- _Text provided_:
*** Begin section ***

The remains of a nine-year-old girl who disappeared in the French Alps last August have been found, officials say.

Nordahl Lelandais, a 34-year-old former soldier, has admitted killing Maëlys de Araujo "involuntarily", without giving details.

He agreed to co-operate with the police after a trace of her blood was found in his car.

The girl went missing during a wedding in Pont-de-Beauvoisin, north of Grenoble.

Nordahl Lelandais said he "got rid of the body" and offered his apologies to the girl's parents, said Grenoble prosecutor Jean-Yves Coquillat.

He had previously admitted that Maëlys was in his car on the night she disappeared.

A wedding guest

Maëlys was last seen in the early hours of 27 August in the children's area at the wedding venue, where Mr Lelandais was also a guest.

After her disappearance, police questioned all 180 guests, and identified inconsistencies in Mr Lelandais' statements.

He was charged a week later, after police discovered DNA belonging to Maëlys on the dashboard of his car.

Since then, Mr Lelandais has maintained his innocence, claiming that although the girl may have been in his car, that did not prove his guilt.

He was also reported to have spent hours cleaning his car the next day with powerful detergents - something he said he was doing to prepare it for sale.

According to French media reports, Mr Lelandais changed his approach after evidence of blood in his car boot was revealed. He then asked to speak with magistrates and led them to the location of the girl's remains.

France's Le Parisien newspaper reports that Mr Lelandais refused to provide details about the girl's death, beyond his insistence it was accidental.

*** End section ***

- _Task instructions_:
1. Transcribe the article on Maëlys de Araujo word for word, beginning at the words "After her disappearance, police" and stopping after the words "it was accidental.".
2. Write the next part of the article on Maëlys de Araujo, picking up after its final sentence.

- _Extracted entries_:

*** Begin section ***

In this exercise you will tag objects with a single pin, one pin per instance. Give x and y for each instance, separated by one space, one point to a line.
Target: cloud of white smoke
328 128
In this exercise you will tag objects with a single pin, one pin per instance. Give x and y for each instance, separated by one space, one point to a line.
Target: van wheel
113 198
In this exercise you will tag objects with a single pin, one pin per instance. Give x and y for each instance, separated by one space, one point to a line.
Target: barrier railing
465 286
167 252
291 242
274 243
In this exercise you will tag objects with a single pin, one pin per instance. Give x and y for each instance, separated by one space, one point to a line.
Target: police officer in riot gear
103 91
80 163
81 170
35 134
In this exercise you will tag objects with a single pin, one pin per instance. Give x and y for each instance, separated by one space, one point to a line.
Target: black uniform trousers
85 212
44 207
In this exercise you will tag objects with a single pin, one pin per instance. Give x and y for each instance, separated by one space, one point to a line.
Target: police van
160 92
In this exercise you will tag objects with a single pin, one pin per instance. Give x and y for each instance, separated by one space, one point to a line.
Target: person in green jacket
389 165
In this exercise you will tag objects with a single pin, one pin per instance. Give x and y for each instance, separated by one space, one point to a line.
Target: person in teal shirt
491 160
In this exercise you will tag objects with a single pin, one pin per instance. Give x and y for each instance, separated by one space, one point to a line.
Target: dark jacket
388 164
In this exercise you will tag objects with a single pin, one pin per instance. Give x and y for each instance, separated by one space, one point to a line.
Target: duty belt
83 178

*** End section ***
*** Begin section ***

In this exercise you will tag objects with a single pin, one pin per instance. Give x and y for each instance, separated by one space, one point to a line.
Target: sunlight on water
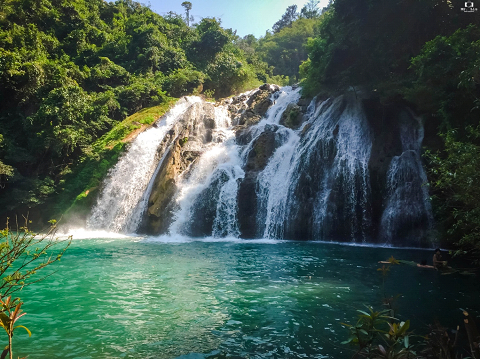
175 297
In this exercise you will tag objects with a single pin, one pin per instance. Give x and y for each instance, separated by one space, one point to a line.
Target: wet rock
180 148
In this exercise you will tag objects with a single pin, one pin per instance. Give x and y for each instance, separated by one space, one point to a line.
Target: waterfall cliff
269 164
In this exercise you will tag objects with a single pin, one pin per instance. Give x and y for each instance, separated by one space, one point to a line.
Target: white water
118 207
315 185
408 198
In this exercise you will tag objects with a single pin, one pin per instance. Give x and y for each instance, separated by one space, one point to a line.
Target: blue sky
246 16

*** End section ***

- _Answer list_:
1.
After her disappearance, police questioned all 180 guests, and identified inconsistencies in Mr Lelandais' statements.

He was charged a week later, after police discovered DNA belonging to Maëlys on the dashboard of his car.

Since then, Mr Lelandais has maintained his innocence, claiming that although the girl may have been in his car, that did not prove his guilt.

He was also reported to have spent hours cleaning his car the next day with powerful detergents - something he said he was doing to prepare it for sale.

According to French media reports, Mr Lelandais changed his approach after evidence of blood in his car boot was revealed. He then asked to speak with magistrates and led them to the location of the girl's remains.

France's Le Parisien newspaper reports that Mr Lelandais refused to provide details about the girl's death, beyond his insistence it was accidental.

2.
A prosecutor, quoted in the French press, said that after Maëlys' death, her body was taken to a location near Mr Lelandais' home. He apparently returned to the wedding for some time, before later recovering the remains and burying them in the Chartreuse mountains.

The search for her body took police an entire day, involving sniffer dogs working in the mountain snow.

The police investigation into Mr Lelandais' involvement included mining his computer and phone for information.

Those trawls revealed that, in the aftermath of the disappearance of 23-year-old soldier Arthur Noyer in April 2017, Mr Lelandais searched the internet for "human body decomposition".

Mr Noyer's skull was found by a walker on 7 September in Montmelian, 16km (10 miles) from Chambéry. Mr Lelandais lived with his parents, 30km from Chambéry.

He admitted being in the area where Mr Noyer disappeared but denied any involvement in the killing. He was charged in that case in December.

Mr Lelandais has been questioned about a number of other missing persons in the region.